Challenge:
Can you return, unchanged, the lines of the records below from the line containing "113, row 143." up to and including the line containing "column 358, row 152"?
>> BEGIN Data for processing
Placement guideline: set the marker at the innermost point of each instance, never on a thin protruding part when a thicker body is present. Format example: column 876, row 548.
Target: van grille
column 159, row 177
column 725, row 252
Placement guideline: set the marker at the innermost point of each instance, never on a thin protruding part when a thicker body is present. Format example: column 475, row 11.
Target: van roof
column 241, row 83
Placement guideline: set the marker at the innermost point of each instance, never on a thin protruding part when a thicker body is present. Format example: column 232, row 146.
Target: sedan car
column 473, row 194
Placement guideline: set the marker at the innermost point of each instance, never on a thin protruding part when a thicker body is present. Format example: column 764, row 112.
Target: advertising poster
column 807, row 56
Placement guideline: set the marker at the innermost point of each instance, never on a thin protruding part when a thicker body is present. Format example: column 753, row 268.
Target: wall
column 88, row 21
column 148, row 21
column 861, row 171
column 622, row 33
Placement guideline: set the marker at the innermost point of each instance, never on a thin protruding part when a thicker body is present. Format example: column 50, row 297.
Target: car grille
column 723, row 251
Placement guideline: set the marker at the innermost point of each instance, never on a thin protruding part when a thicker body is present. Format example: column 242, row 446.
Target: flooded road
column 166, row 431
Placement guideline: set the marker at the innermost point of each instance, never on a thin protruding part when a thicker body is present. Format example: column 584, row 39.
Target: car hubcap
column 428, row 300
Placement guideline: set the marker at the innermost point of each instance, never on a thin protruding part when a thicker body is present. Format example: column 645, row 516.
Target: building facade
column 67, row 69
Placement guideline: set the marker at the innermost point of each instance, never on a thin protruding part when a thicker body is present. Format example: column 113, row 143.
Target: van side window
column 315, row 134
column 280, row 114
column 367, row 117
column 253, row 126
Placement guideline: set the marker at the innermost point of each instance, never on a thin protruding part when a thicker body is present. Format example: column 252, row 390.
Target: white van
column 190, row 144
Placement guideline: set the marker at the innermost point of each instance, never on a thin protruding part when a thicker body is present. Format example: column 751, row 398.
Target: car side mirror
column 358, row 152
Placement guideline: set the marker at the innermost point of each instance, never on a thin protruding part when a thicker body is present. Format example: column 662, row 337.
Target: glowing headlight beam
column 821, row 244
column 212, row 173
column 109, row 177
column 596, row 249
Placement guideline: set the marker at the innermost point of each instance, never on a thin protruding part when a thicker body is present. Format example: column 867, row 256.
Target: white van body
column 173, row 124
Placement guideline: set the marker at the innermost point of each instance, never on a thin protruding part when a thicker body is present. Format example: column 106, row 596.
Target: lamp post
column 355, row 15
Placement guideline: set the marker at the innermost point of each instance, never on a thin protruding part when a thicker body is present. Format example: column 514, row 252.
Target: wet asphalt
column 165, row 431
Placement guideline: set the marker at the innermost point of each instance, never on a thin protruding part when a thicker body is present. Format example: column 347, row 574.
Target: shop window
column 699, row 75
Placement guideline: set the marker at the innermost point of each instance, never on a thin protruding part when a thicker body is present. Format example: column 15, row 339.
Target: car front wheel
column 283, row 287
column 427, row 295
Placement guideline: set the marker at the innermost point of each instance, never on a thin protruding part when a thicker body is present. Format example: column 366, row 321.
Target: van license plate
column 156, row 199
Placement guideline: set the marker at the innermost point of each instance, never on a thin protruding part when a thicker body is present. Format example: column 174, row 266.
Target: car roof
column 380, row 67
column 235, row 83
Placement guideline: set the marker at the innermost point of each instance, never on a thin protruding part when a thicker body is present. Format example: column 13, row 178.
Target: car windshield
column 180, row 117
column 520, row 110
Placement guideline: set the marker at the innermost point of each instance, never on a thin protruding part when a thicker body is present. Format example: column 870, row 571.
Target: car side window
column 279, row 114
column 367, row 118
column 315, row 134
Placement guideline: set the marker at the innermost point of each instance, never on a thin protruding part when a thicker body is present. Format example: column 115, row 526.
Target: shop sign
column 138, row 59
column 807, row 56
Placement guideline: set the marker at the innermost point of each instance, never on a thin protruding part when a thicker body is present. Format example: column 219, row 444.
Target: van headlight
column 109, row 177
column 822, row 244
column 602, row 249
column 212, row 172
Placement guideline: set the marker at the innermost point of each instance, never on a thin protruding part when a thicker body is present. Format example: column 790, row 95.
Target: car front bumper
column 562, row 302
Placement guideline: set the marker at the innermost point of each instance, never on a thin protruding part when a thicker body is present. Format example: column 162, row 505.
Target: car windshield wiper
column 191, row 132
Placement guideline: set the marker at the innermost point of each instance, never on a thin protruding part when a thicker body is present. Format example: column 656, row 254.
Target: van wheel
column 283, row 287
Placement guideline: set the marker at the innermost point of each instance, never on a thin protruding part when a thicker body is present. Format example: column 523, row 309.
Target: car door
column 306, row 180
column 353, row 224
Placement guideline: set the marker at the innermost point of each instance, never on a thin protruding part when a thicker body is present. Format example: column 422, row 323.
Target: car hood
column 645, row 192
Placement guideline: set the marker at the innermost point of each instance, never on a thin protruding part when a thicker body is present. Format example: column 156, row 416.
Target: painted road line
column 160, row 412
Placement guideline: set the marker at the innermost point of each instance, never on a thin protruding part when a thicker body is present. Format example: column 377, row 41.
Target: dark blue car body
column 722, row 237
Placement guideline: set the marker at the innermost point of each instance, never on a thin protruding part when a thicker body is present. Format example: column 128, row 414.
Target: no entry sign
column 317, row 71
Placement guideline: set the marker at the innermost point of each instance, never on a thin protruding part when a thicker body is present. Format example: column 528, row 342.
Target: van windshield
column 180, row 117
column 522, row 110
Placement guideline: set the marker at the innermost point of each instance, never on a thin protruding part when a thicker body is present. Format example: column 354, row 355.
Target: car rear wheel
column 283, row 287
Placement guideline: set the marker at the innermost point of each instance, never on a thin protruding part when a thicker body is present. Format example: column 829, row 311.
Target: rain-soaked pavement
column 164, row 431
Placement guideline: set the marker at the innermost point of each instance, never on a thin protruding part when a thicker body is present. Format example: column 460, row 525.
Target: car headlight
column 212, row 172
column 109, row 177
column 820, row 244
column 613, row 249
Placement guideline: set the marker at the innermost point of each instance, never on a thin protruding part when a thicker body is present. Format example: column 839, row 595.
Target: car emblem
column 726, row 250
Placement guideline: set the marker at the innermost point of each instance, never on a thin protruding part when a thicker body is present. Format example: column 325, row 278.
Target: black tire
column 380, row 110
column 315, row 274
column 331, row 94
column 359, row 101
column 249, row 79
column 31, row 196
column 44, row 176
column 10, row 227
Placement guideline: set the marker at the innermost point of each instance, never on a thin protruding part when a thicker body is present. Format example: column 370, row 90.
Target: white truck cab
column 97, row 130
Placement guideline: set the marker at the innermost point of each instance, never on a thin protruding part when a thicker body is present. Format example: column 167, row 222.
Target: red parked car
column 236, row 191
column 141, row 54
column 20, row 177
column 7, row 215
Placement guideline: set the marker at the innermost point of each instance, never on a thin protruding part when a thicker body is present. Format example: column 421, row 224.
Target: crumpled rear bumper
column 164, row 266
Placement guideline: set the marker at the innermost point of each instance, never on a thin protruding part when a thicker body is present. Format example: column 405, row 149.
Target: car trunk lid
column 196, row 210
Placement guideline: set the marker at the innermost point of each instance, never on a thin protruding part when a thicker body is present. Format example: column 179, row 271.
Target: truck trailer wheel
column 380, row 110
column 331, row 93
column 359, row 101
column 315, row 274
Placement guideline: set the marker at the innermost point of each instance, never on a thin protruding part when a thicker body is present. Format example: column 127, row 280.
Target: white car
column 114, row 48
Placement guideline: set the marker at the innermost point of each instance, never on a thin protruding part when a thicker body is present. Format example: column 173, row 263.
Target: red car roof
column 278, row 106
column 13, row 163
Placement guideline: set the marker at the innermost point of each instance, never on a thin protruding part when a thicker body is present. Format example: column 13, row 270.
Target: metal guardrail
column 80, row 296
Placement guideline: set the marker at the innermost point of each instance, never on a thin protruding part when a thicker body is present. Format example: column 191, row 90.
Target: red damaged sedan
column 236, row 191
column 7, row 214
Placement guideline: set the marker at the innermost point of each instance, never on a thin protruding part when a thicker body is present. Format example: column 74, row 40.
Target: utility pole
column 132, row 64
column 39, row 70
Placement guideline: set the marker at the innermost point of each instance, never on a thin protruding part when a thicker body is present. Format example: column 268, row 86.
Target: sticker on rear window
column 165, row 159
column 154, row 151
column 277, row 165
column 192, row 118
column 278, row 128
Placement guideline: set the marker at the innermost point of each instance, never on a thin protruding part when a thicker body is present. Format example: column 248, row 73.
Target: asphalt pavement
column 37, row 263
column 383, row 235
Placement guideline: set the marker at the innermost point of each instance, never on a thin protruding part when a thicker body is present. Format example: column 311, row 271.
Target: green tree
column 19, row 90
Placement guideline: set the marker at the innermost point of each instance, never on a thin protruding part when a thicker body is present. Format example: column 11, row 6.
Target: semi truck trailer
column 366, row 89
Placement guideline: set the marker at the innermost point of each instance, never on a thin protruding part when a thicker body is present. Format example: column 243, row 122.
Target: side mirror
>> END Data for processing
Complete answer:
Placement guideline: set the marker at the innermost point of each instance, never on a thin protruding part when a thicker body is present. Format example: column 113, row 143.
Target: van side window
column 315, row 134
column 280, row 114
column 367, row 117
column 253, row 126
Placement guideline: set the marker at the innermost point of each instance, never on a thin protruding part when a thicker body is present. Format example: column 252, row 390.
Target: white van
column 190, row 144
Placement guideline: set the marker at the innermost point of each instance, never on a thin protruding part when a thicker body is present. Format example: column 751, row 398.
Target: car side mirror
column 358, row 152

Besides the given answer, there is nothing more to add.